Goal of the exercise: Give the text of every row below as a JSON list of strings, one string per line, with blank lines and the pictures left out.

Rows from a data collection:
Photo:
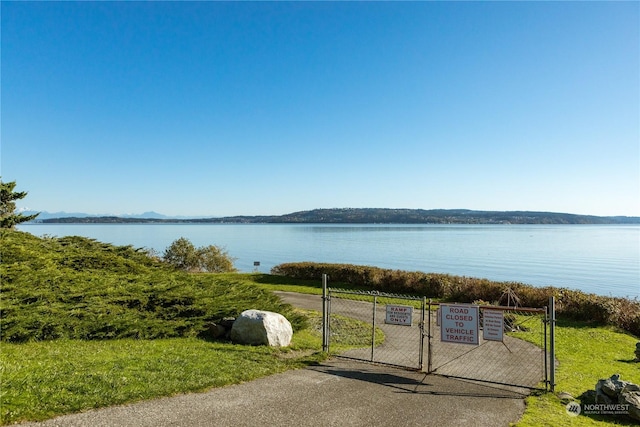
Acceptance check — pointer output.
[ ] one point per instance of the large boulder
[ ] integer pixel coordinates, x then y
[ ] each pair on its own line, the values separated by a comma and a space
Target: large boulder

Solution below:
[
  "Photo:",
  "Acceptance check — pointer output.",
  "[ ] one point per instance of the large boulder",
  "[ ] integer pixel coordinates, x then y",
  "[ ] each pair on its own line, the values separated by a comma and a space",
  "Target: large boulder"
]